[[ TEXT EXCERPT, beginning ]]

244. Shortest Word Distance II

This is a follow up of Shortest Word Distance. The only difference is now you are given the list of words and your method will be called repeatedly many times with different parameters. How would you optimize it?

Design a class which receives a list of words in the constructor, and implements a method that takes two words word1 and word2 and return the shortest distance between these two words in the list.

For example,
Assume that words = [“practice”, “makes”, “perfect”, “coding”, “makes”].

Given word1 = “coding”, word2 = “practice”, return 3.
Given word1 = “makes”, word2 = “coding”, return 1.

Note:
You may assume that word1 does not equal to word2, and word1 and word2 are both in the list.

解法1：

先用hashmap没有疑问，之后在map中寻找最近的一对pair的时候可以用O(m+n)的复杂度解决，诀窍就是two pointers
按照大小顺序移动两个pointer

C++

Java

public class WordDistance {

    HashMap<String, List<Integer>> map = null;
    public WordDistance(String[] words) {
        map = new HashMap<String, List<Integer>>();   
        for (int i = 0; i < words.length; i++) {
            String word = words[i];
            if (!map.containsKey(word)) {
                map.put(word, new ArrayList<Integer>());
            }
            map.get(word).add(i);
        }
    }

    public int shortest(String word1, String word2) {
        List<Integer> index1 = map.get(word1);
        List<Integer> index2 = map.get(word2);

        int res = Integer.MAX_VALUE;
        int i = 0, j = 0;
        while (i < index1.size() && j < index2.size()) {

            int ii = index1.get(i);
            int jj = index2.get(j);

            res = Math.min(res, Math.abs(jj - ii));

            if (ii < jj) {
                i++;
            } else {
                j++;
            }
        }

        return res;
    }
}

/**
 * Your WordDistance object will be instantiated and called as such:
 * WordDistance obj = new WordDistance(words);
 * int param_1 = obj.shortest(word1,word2);
 */

[[ TEXT EXCERPT, end ]]
[[ DATA EXCERPT, beginning ]]

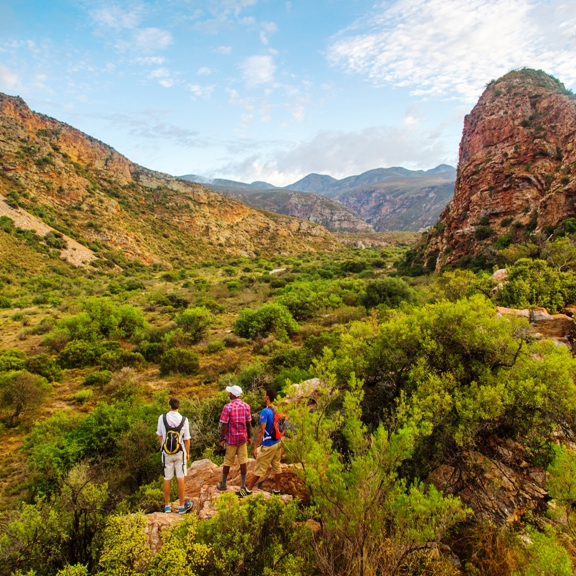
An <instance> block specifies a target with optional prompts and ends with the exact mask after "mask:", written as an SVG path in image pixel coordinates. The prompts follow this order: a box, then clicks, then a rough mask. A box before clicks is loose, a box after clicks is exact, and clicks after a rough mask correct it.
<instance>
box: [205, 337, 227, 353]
mask: <svg viewBox="0 0 576 576" xmlns="http://www.w3.org/2000/svg"><path fill="white" fill-rule="evenodd" d="M224 348H226V343H225V342H224V340H220V339H218V338H216V339H215V340H210V342H208V345H207V346H206V352H208V354H216V353H217V352H221V351H222V350H224Z"/></svg>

[[ DATA EXCERPT, end ]]

_WHAT TO DO_
Repeat the shortest word distance text word for word, from "Design a class" up to and including "words in the list.". Work only from the shortest word distance text and not from the material.

_THE COMPLETED TASK_
Design a class which receives a list of words in the constructor, and implements a method that takes two words word1 and word2 and return the shortest distance between these two words in the list.